Tra un panettone e l’altro: riflessioni sul mondo food e come sta cambiando

In questi giorni di brindisi e cene natalizie ho assaggiato un panettone del forno Brisa, nuovo cibo cult dei gastrofighetti bolognesi venduto a circa 30 euro, ma anche un panettone da poco più di  3 euro che si trova in qualsiasi supermercato. La domanda che mi sono fatta è: fino a che punto la diversa qualità delle materia prime e le differenti lavorazioni – artigianale la prima e industriale la seconda – giustificano prezzi così tanto distanti fra questi due prodotti, ma anche un atteggiamento di acquisto diametralmente opposto nel consumatore?

Dietro la scelta fra uno di questi due panettoni c’è molto di più, c’è il mondo dell’Alimentare che si sta radicalizzando da un lato verso prodotti premium e sempre più costosi, dall’altro verso i cibi venduti costantemente in promozione nei supermarket. Uno scenario disegnato anche dal Rapporto Coop 2018 che parla proprio di consumi polarizzati degli italiani a seconda delle loro disponibilità economiche, ma anche del luogo in cui vivono, dell’età e dell’occupazione che hanno, del livello di istruzione e del loro stesso approccio alla vita. Ecco, io sono convinta che proprio l’approccio alla vita e al cibo, più che il solo denaro, influiscano fortemente nella scelta di un bene così voluttuario come un panettone da 30 euro, rispetto ad uno da 3 euro, e di tanti altri prodotti che non servono soltanto a sfamarci.
==================================================
-- SFIDE --
1. Riscrivi il passo del testo sul panettone compreso tra "In questi giorni" e "opposto nel consumatore?", estremi inclusi, sostituendo "supermercato" con "ipermercato".
2. Rispondi in base al testo sul panettone:
(a) Quanto costa, circa, il panettone del forno Brisa?
(b) Quale rapporto parla di consumi polarizzati degli italiani?
(c) Che cosa influisce sulla scelta di un panettone da 30 euro più del solo denaro, secondo il testo?
3. Scrivi il seguito del testo sul panettone, a partire dall'ultima frase riportata.

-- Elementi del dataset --
==================================================
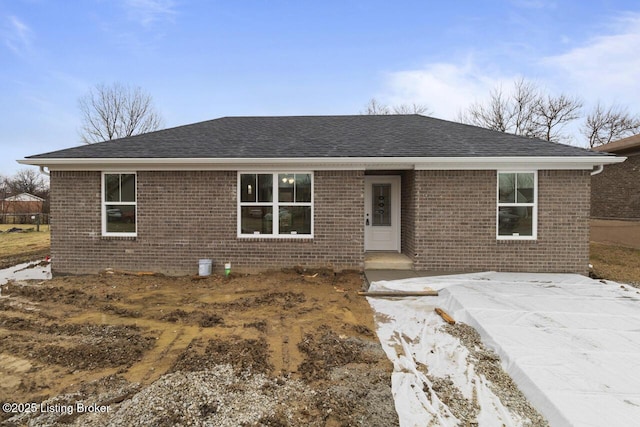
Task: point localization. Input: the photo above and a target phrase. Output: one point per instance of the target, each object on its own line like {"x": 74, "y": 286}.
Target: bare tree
{"x": 552, "y": 113}
{"x": 375, "y": 108}
{"x": 525, "y": 111}
{"x": 27, "y": 181}
{"x": 604, "y": 125}
{"x": 116, "y": 111}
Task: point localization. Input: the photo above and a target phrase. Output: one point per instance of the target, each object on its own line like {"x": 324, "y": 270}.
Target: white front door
{"x": 382, "y": 213}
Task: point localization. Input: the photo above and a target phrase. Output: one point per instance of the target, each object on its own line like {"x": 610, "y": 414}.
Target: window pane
{"x": 248, "y": 187}
{"x": 517, "y": 220}
{"x": 112, "y": 187}
{"x": 303, "y": 187}
{"x": 121, "y": 218}
{"x": 295, "y": 220}
{"x": 127, "y": 187}
{"x": 256, "y": 219}
{"x": 525, "y": 183}
{"x": 265, "y": 184}
{"x": 381, "y": 204}
{"x": 285, "y": 187}
{"x": 507, "y": 187}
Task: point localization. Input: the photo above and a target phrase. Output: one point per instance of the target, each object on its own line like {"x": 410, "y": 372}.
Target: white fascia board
{"x": 326, "y": 163}
{"x": 517, "y": 163}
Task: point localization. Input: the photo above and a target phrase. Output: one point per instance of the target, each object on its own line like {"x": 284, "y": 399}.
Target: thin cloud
{"x": 445, "y": 88}
{"x": 17, "y": 35}
{"x": 606, "y": 67}
{"x": 147, "y": 12}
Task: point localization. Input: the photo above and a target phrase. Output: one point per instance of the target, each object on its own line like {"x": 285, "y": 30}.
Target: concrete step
{"x": 387, "y": 261}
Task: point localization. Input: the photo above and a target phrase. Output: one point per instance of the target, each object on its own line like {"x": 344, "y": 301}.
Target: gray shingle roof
{"x": 320, "y": 137}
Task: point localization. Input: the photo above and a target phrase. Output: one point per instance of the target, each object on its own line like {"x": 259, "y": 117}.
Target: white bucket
{"x": 204, "y": 267}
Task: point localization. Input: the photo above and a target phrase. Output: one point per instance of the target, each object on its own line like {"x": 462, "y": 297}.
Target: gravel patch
{"x": 487, "y": 363}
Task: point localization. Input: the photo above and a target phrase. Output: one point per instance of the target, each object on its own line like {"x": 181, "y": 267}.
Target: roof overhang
{"x": 325, "y": 163}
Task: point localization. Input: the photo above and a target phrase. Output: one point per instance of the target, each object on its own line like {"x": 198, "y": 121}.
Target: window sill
{"x": 522, "y": 240}
{"x": 274, "y": 238}
{"x": 111, "y": 237}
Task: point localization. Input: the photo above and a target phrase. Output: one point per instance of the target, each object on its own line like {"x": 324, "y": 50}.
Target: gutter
{"x": 327, "y": 163}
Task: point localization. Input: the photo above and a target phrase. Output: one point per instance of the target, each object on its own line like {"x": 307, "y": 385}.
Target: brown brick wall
{"x": 186, "y": 216}
{"x": 455, "y": 225}
{"x": 615, "y": 192}
{"x": 408, "y": 213}
{"x": 448, "y": 223}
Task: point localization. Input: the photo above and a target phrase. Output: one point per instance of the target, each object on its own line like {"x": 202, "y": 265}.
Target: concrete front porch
{"x": 394, "y": 266}
{"x": 387, "y": 261}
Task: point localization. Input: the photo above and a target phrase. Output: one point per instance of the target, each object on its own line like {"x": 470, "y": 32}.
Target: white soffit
{"x": 333, "y": 163}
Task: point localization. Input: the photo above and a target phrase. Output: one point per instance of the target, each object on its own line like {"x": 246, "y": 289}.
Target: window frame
{"x": 534, "y": 206}
{"x": 275, "y": 205}
{"x": 104, "y": 203}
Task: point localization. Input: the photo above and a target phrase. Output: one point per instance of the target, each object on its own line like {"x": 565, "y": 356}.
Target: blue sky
{"x": 206, "y": 59}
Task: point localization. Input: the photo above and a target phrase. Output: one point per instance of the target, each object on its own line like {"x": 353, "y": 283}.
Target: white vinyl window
{"x": 517, "y": 213}
{"x": 275, "y": 204}
{"x": 119, "y": 204}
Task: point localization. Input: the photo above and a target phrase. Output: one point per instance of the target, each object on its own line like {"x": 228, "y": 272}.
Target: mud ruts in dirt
{"x": 487, "y": 363}
{"x": 277, "y": 349}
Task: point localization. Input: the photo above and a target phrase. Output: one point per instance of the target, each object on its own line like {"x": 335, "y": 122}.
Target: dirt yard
{"x": 277, "y": 349}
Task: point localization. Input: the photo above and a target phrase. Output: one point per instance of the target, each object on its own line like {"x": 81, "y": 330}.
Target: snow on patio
{"x": 572, "y": 345}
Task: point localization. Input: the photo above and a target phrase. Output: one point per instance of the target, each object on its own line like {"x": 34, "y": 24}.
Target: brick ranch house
{"x": 321, "y": 191}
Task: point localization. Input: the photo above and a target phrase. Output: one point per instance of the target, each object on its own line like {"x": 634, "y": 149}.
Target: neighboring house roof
{"x": 357, "y": 139}
{"x": 24, "y": 197}
{"x": 622, "y": 146}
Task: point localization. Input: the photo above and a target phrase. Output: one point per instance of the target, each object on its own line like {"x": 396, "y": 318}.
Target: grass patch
{"x": 616, "y": 263}
{"x": 18, "y": 244}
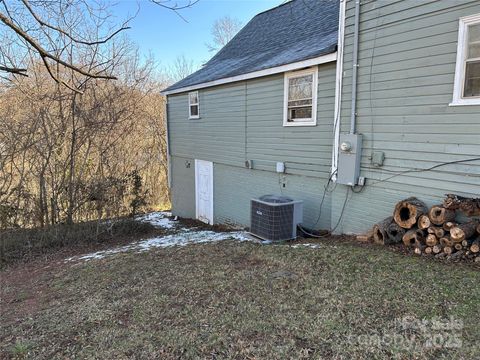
==================================================
-- PROBLEMI RISOLTI --
1.
In questi giorni di brindisi e cene natalizie ho assaggiato un panettone del forno Brisa, nuovo cibo cult dei gastrofighetti bolognesi venduto a circa 30 euro, ma anche un panettone da poco più di  3 euro che si trova in qualsiasi ipermercato. La domanda che mi sono fatta è: fino a che punto la diversa qualità delle materia prime e le differenti lavorazioni – artigianale la prima e industriale la seconda – giustificano prezzi così tanto distanti fra questi due prodotti, ma anche un atteggiamento di acquisto diametralmente opposto nel consumatore?

2.
(a) Circa 30 euro.
(b) Il Rapporto Coop 2018.
(c) L'approccio alla vita e al cibo.

3.
Da una parte troviamo la rinascita dei piccoli produttori sempre più specializzati in poche e semplici preparazioni – è il caso ad esempio della pizza, della birra, dei formaggi ecc. -ma anche il diffondersi di negozi al dettaglio in cui i cibi non soltanto si vendono, ma in primo logo si assaggiano sotto la guida di brillanti venditori/narratori pronti a raccontare storie affascinanti ad ogni morso. Storie che parlano dei luoghi in cui si coltivano le materie prime, di tradizioni e segreti di famiglia, di lunghi tempi e di piccoli gesti che rendono quei prodotti più saporiti, più sani, più attesi e soprattutto di maggiore valore economico. Quando porteremo in tavola quei prodotti ci porteremo dietro anche le loro storie che vorremo a nostra volta raccontare ai commensali per gratificarci di aver condiviso con loro un’esperienza che non è per tutti, non solo per il prezzo, ma anche perché noi soltanto siamo riusciti a prenotare l’ultimo panettone disponibile di una produzione limitata.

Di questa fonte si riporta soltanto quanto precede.